• **AUFGABEN**:
A - Wie viele Jagdhunde sollten die Nonnen laut dem Textauszug über die Kirchheimer Nonnen für Eberhard den Jüngeren aufziehen?
B - Schreiben Sie aus dem Textauszug über die Kirchheimer Nonnen die Stelle ab, die mit „Gleiches gilt für“ anfängt und bis einschließlich „vom Gebet ablenkten.“ geht.

Die andere Ausnahme bezieht sich auf die Befreiung des Klosters im Februar 1488, nach der letzten von insgesamt drei Belagerungen: Nachdem Truppen Graf Eberhards im Bart das Kloster entsetzt hatten, ordnete der Landesherr ein gemeinsames Festessen an. „Wir mussten alle Fleisch essen“, heißt es in der Klosterchronik sinngemäß. Erst wenn die Befreier abgezogen seien, „so könnten wir wieder fasten und geistlich sein, so viel wir wollen“.
Das „Geistlichsein“ war die Hauptaufgabe der Kirchheimer Nonnen. „Sie waren fast pausenlos mit Gebeten beschäftigt, aus Magdalena Kremers Sicht ist das ihre tatsächliche Bestimmung“, sagte Sigrid Hirbodian. Deshalb ist die Chronikschreiberin auch mehrfach empört über Anordnungen des eigentlichen Schutzherrn Eberhard des Jüngeren. So wünschte dieser, dass die Kirchheimer Nonnen ihm 20 Jagdhunde aufzögen, was keinesfalls der Bestimmung der Klosterfrauen entsprach und was für sie letztlich eine Zeitverschwendung darstellen musste.
Gleiches gilt für die detaillierte Rechnungslegung, die Eberhard der Jüngere 1486 für die Jahre seit der Reform des Klosters verlangt hatte. Erstens hielten die Nonnen diese Forderung für eine Einmischung in ihre internen Angelegenheiten, und zweitens stellt Magdalena Kremerin fest, dass die Mühe und die Zeit, die auf das Erstellen der Rechnung verwendet werden mussten, nur unnötig vom Gebet ablenkten.

• **ANGEZEIGTE INFORMATIONEN**:
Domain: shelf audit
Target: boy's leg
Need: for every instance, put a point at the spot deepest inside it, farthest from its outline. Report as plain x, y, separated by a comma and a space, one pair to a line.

• **LÖSUNGEN**:
A - Sie sollten ihm 20 Jagdhunde aufziehen.

B -
Gleiches gilt für die detaillierte Rechnungslegung, die Eberhard der Jüngere 1486 für die Jahre seit der Reform des Klosters verlangt hatte. Erstens hielten die Nonnen diese Forderung für eine Einmischung in ihre internen Angelegenheiten, und zweitens stellt Magdalena Kremerin fest, dass die Mühe und die Zeit, die auf das Erstellen der Rechnung verwendet werden mussten, nur unnötig vom Gebet ablenkten.